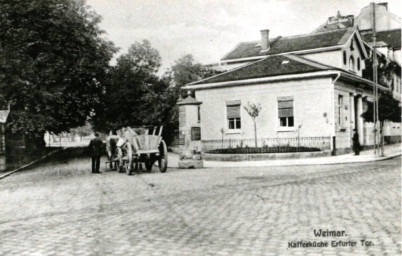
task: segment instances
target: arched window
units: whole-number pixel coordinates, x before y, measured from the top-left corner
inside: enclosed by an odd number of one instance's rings
[[[353,39],[350,41],[350,51],[353,52],[355,48],[353,47]]]
[[[357,58],[357,70],[360,71],[360,58]]]
[[[343,51],[343,65],[346,65],[346,52]]]
[[[349,58],[349,70],[355,71],[355,59],[353,58],[353,56],[350,56]]]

▸ Your objective
A verbatim reproduction of each entry is expected, with every picture omitted.

▸ Solution for this task
task: segment instances
target: arched window
units: whole-number pixel coordinates, x before y, measured from the top-left corner
inside: enclosed by an odd number of one instance's rings
[[[353,39],[350,41],[350,51],[353,52],[355,48],[353,47]]]
[[[357,58],[357,70],[360,71],[360,58]]]
[[[343,51],[343,65],[346,65],[346,52]]]
[[[349,58],[349,70],[355,71],[355,59],[353,58],[353,56],[350,56]]]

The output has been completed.